"""

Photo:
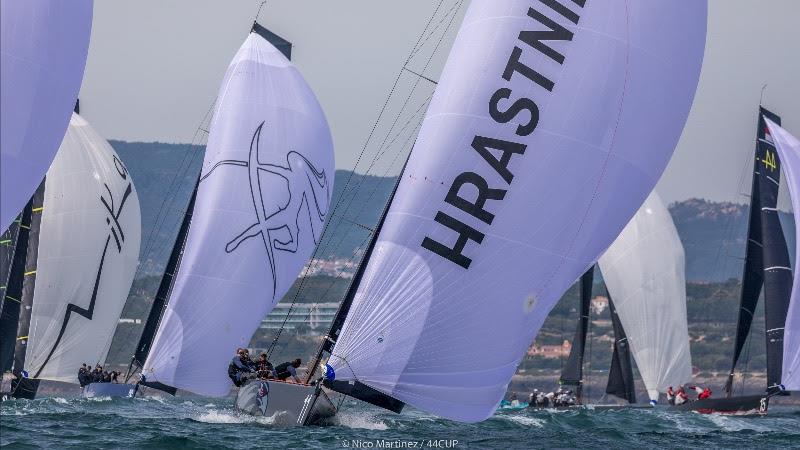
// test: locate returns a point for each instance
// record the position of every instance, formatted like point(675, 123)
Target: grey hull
point(108, 390)
point(745, 405)
point(290, 403)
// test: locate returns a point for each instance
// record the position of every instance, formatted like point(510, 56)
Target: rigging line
point(358, 160)
point(174, 187)
point(374, 189)
point(408, 98)
point(374, 127)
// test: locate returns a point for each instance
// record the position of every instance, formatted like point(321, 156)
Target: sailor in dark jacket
point(288, 369)
point(240, 366)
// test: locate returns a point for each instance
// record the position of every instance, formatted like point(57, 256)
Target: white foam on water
point(228, 417)
point(525, 420)
point(360, 420)
point(733, 424)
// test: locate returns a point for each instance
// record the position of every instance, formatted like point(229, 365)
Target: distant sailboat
point(81, 255)
point(543, 138)
point(255, 218)
point(766, 264)
point(644, 270)
point(788, 148)
point(44, 46)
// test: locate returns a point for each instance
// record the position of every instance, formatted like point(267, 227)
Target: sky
point(154, 69)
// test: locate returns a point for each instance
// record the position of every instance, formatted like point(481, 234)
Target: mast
point(572, 374)
point(357, 390)
point(620, 375)
point(14, 248)
point(165, 287)
point(22, 386)
point(766, 260)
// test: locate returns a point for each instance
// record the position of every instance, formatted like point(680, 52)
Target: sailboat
point(645, 270)
point(543, 138)
point(43, 46)
point(256, 216)
point(766, 264)
point(788, 148)
point(75, 255)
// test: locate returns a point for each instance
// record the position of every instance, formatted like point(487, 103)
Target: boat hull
point(289, 403)
point(108, 390)
point(744, 405)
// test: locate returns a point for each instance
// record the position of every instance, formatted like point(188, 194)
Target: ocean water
point(155, 423)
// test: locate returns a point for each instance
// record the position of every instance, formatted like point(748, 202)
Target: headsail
point(767, 258)
point(788, 148)
point(620, 373)
point(550, 124)
point(43, 46)
point(87, 255)
point(644, 270)
point(261, 205)
point(572, 373)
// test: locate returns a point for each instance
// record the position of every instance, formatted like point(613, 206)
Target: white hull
point(108, 390)
point(290, 403)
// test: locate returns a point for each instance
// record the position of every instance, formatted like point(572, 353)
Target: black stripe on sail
point(278, 42)
point(164, 289)
point(777, 272)
point(14, 254)
point(27, 389)
point(572, 374)
point(620, 375)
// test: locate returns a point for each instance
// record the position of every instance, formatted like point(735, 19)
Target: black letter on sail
point(280, 230)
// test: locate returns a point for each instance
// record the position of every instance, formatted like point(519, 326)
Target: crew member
point(264, 368)
point(239, 367)
point(284, 370)
point(670, 396)
point(681, 397)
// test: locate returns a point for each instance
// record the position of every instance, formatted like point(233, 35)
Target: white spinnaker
point(266, 185)
point(644, 270)
point(89, 242)
point(788, 148)
point(445, 338)
point(43, 44)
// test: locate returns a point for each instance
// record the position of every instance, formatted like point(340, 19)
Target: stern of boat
point(289, 403)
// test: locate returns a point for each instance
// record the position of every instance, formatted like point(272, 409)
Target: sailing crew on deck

"""

■ WHAT THE TASK REQUIRES:
Transcribe all of the records above line for line, omitting the pictures.

■ RESULT FOR THIS TASK:
Photo:
// test: locate returns a point for each instance
// record the position of every instance, formatted like point(675, 123)
Target: grey hull
point(108, 390)
point(745, 405)
point(290, 403)
// test: locate returns a point for each instance
// record the position of every instance, formatted like point(510, 56)
Target: rigging line
point(358, 160)
point(174, 187)
point(374, 189)
point(408, 98)
point(374, 127)
// test: locate returns a point for each instance
// record the position of every instance, formatted like point(321, 156)
Target: sailor in dark jacket
point(288, 369)
point(240, 366)
// test: locate returns a point for each instance
// record the position of every instance, formatted like point(57, 256)
Target: white foam on water
point(228, 417)
point(525, 420)
point(360, 420)
point(733, 424)
// test: locate returns a point for each instance
// record the position of every instance, formatted like point(229, 365)
Target: distant sailboat
point(81, 255)
point(543, 138)
point(255, 218)
point(766, 264)
point(644, 270)
point(788, 148)
point(44, 46)
// test: locate returns a point for each instance
// record the position of every instance, formatted like point(267, 227)
Target: sky
point(154, 69)
// test: locate returns a point for each instance
// record the position of every instance, formatted like point(481, 234)
Target: mast
point(572, 374)
point(357, 390)
point(620, 375)
point(14, 248)
point(165, 287)
point(22, 386)
point(766, 260)
// test: locate returns a point for each instance
// record the position of every instance, formatted like point(680, 52)
Target: sailboat
point(645, 270)
point(543, 138)
point(43, 46)
point(256, 216)
point(766, 264)
point(788, 148)
point(75, 255)
// test: locate returns a point for each instance
// record the position of every instance, formatted like point(487, 103)
Target: boat hull
point(289, 403)
point(108, 390)
point(744, 405)
// test: locate returns a point for each instance
// record the position of every instance, formatted like point(188, 194)
Target: ocean water
point(155, 423)
// test: locate returns a point for each instance
// record the position of every instance, formatted like point(748, 202)
Target: headsail
point(767, 258)
point(788, 148)
point(620, 373)
point(550, 124)
point(43, 46)
point(87, 255)
point(644, 270)
point(261, 205)
point(572, 373)
// test: locate returns a point for each instance
// record the position of every instance, formatted like point(613, 206)
Target: white hull
point(108, 390)
point(290, 403)
// test: locate returns a point for each instance
// record the position of every instance, formatted like point(572, 353)
Target: black stripe on sail
point(278, 42)
point(164, 289)
point(777, 272)
point(14, 254)
point(27, 389)
point(572, 374)
point(620, 375)
// test: locate returns a point for each instance
// record the position of every instance, formatted like point(735, 19)
Target: black letter on sail
point(280, 230)
// test: locate returns a point for each instance
// record the position of every instance, formatted like point(519, 326)
Target: crew member
point(264, 368)
point(239, 367)
point(284, 370)
point(670, 396)
point(681, 397)
// test: locate returns a point for each instance
// record the position of every instance, formatted like point(233, 35)
Target: white spinnaker
point(266, 185)
point(644, 270)
point(89, 242)
point(788, 148)
point(445, 338)
point(43, 44)
// test: locate returns a point for each instance
// record the position of every instance, formatted like point(340, 19)
Target: stern of boat
point(289, 403)
// test: locate returns a point for each instance
// record the position of every instance, formatted like point(272, 409)
Target: sailing crew on deck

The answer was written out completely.